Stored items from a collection

────────────────

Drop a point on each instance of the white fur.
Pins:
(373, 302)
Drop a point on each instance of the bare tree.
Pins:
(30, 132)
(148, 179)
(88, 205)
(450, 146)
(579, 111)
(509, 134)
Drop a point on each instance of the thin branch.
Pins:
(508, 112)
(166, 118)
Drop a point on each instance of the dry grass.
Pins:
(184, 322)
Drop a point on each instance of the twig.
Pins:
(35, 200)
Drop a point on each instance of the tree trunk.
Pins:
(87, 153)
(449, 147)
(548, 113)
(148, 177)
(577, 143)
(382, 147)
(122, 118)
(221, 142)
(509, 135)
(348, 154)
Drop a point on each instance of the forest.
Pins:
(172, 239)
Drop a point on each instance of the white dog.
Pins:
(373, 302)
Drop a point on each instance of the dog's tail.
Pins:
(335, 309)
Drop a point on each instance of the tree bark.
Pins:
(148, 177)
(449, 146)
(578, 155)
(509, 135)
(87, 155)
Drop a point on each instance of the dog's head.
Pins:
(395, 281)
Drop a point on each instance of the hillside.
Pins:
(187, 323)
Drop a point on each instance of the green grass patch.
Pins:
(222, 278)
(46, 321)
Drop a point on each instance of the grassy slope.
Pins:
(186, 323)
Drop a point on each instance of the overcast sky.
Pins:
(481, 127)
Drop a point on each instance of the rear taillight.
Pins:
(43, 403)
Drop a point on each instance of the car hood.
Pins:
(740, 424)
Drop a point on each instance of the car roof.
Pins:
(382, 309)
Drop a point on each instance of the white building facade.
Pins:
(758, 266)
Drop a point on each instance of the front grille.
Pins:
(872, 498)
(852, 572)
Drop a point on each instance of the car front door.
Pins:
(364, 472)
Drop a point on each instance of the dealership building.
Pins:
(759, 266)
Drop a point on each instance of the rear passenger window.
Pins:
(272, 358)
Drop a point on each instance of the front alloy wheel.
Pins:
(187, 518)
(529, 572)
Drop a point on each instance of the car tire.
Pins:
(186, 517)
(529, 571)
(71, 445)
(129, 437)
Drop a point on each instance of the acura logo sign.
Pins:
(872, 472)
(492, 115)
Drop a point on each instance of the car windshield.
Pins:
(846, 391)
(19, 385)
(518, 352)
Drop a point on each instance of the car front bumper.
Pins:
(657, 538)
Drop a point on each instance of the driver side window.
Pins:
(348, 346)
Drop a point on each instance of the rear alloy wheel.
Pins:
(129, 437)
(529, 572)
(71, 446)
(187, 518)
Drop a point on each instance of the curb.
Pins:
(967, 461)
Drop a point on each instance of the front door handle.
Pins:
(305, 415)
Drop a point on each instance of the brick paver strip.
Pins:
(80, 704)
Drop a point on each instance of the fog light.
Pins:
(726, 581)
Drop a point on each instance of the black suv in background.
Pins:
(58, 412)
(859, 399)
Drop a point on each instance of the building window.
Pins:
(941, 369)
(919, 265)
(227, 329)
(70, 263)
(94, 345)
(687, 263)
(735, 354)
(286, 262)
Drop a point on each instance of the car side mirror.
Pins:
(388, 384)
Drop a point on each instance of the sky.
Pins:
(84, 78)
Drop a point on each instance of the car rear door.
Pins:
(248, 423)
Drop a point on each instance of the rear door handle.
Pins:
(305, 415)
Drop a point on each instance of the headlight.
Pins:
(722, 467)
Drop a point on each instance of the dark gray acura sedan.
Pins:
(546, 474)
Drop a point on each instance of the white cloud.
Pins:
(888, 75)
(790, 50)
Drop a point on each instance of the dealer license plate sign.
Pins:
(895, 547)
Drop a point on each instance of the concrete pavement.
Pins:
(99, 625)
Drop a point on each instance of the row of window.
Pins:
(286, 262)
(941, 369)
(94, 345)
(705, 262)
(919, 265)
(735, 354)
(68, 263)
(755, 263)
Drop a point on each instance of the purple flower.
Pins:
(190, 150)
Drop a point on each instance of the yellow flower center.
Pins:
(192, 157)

────────────────

Task
All lines from the one that contains "Drop a point on each instance of the headlight." through the end of the material are to be quoted exactly, with both ends included.

Answer for the task
Drop a point on each instance of the headlight.
Pins:
(722, 467)
Drop a point on each instance of the dark gray acura sedan.
Pins:
(546, 474)
Drop a point on each instance of the white cloud.
Pins:
(888, 75)
(790, 50)
Drop a point on each instance of the dealer license plate sign.
Pins:
(895, 547)
Drop a point on each instance of the concrete pavement.
Pins:
(99, 625)
Drop a point on each instance of the row of window.
Pins:
(286, 262)
(941, 369)
(94, 345)
(705, 262)
(919, 265)
(735, 354)
(68, 263)
(755, 263)
Drop a point on each instance of the purple flower.
Pins:
(190, 150)
Drop a point on each instance of the yellow flower center.
Pins:
(192, 157)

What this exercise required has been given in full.